▶ _Testo selezionato_:

====

Un quinto delle imprese europee si attende una contrazione più duratura dei viaggi di lavoro e un aumento parallelo delle riunioni virtuali e del commercio elettronico

Il 30% considera una minore domanda di prodotti e servizi come una delle principali conseguenze dello shock nel lungo termine

Circa il 60% si dichiara in disaccordo con l’affermazione secondo la quale il maggior ricorso al lavoro da remoto ne abbia compromesso negativamente la produttività

La crisi pandemica ha indotto, secondo gli esperti, il calo più acuto dell’attività economica nel breve termine mai registrato da secoli. Ma ha finito per suscitare anche dei cambiamenti nell’operatività delle imprese e nel comportamento dei consumatori, alcuni dei quali potrebbero protrarsi anche nel post-covid. Una situazione che, stando all’ultimo bollettino economico della Banca centrale europea, ha spinto oltre il 75% delle aziende ad affermare che le lezioni apprese durante l’ultimo anno le renderanno più efficienti e ne incrementeranno la capacità di tenuta.

====

▶ _Dati estratti_:

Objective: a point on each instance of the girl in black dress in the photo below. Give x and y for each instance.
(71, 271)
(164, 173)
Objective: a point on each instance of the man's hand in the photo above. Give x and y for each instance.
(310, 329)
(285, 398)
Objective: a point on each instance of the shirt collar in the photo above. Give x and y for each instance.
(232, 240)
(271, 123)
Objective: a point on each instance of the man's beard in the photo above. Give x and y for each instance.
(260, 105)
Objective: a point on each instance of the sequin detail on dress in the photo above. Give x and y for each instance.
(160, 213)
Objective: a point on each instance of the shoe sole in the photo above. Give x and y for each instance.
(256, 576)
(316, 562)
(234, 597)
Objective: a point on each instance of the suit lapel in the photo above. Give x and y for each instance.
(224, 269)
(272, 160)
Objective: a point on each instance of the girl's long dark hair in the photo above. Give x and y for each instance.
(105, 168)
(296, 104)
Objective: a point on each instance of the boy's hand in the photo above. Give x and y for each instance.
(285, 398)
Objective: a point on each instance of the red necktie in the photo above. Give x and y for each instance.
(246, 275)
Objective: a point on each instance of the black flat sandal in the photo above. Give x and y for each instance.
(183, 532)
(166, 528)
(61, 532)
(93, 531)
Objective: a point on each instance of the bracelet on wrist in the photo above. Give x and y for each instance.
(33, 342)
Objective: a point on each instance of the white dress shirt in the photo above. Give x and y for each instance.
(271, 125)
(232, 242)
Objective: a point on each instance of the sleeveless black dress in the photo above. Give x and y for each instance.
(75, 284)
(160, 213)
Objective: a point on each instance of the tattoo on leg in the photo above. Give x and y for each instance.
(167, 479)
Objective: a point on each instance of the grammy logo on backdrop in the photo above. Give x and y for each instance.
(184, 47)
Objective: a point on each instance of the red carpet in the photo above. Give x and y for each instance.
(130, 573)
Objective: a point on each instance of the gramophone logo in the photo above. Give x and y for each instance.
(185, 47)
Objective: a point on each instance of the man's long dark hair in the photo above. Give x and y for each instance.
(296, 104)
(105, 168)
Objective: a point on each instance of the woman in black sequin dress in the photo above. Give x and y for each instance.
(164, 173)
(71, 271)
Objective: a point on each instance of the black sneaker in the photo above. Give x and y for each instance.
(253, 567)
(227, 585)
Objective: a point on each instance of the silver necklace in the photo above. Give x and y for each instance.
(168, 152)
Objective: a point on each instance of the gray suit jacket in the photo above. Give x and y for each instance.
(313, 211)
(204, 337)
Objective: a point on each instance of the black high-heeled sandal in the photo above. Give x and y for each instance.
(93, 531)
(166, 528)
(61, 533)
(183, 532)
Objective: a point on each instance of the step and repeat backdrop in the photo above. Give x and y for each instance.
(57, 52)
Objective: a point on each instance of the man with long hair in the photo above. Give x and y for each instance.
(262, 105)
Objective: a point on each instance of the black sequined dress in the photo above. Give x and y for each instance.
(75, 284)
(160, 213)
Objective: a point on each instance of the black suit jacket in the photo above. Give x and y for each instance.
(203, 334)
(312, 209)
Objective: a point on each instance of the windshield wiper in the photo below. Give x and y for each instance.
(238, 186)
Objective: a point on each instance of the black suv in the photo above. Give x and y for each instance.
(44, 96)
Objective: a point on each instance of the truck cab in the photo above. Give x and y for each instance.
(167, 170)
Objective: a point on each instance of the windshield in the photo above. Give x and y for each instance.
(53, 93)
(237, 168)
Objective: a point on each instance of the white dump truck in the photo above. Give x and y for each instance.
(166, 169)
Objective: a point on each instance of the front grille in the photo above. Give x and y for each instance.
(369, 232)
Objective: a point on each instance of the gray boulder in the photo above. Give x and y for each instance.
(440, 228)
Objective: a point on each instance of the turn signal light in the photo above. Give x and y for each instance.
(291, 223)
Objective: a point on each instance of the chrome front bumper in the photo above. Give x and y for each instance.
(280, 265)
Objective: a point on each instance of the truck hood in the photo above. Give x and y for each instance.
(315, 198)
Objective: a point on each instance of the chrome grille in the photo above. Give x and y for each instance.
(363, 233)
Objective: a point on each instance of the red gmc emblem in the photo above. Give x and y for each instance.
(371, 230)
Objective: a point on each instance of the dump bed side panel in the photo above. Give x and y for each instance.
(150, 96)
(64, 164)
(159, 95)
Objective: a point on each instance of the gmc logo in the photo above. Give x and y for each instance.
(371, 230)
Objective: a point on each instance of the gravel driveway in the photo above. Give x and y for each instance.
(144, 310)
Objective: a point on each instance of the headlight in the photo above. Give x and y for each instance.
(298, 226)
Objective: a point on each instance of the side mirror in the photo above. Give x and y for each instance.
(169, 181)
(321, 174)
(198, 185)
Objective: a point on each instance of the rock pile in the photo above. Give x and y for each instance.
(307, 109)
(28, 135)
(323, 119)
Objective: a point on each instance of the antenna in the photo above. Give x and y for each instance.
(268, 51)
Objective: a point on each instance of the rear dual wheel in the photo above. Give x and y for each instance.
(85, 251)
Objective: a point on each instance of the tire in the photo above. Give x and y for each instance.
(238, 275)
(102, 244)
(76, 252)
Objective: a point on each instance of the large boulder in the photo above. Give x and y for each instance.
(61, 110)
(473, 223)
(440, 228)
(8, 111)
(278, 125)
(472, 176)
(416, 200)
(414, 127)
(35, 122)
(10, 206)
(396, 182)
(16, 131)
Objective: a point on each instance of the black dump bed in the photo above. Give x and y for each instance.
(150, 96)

====

▶ _Istruzioni da seguire_: Prosegui il testo sulle imprese europee e la crisi pandemica a partire dalla sua ultima frase. Le voci provengono da un'altra fonte.

▶ _Risposta scritta_:
Più digitalizzazione e lavoro a distanza

L’indagine ha coinvolto complessivamente 72 imprese non finanziarie leader dell’area euro (un paniere composto per il 60% da aziende attive nel settore industriale e per il 40% nei servizi), con l’obiettivo di definire in che modo percepiscano l’impatto a lungo termine della pandemia sulla loro attività, definendo “lungo termine” come una “nuova normalità in cui, grazie per esempio alla disponibilità di un vaccino e di cure più efficaci, l’economia non sarà più soggetta a perturbazioni negative”, si legge nello studio. Sul lato dell’offerta, più del 40% delle intervistate ritiene che la crisi determinerà un maggior ricorso al lavoro da casa e quasi altrettante citano un’accelerazione delle tecnologie digitali. Un quinto, invece, parla di una contrazione più duratura dei viaggi di lavoro e un aumento parallelo delle riunioni virtuali, del commercio elettronico e delle “vendite virtuali”.

Come anticipato, sebbene circa il 30% del campione si attenda anche una minore domanda di prodotti e servizi, accompagnata da cambiamenti duraturi nella struttura della domanda (20%), oltre il 75% ritiene che le lezioni apprese durante la pandemia renderanno le proprie aziende più efficienti e che i cambiamenti intervenuti ne incrementeranno la capacità di tenuta. Circa il 60%, inoltre, si dichiara in disaccordo con l’affermazione secondo la quale il maggior ricorso al lavoro da remoto ne abbia compromesso negativamente la produttività, contro il 20% dei sostenitori. Sul versante opposto, il 55% prevede un impatto negativo sull’occupazione (contro il 10% degli ottimisti). Se in generale l’effetto sulle vendite, i prezzi e i costi è stato dunque lievemente negativo, secondo la Bce “la maggior parte degli intervistati ha dichiarato di non prevedere effetti a lungo termine, o di non averne certezza”.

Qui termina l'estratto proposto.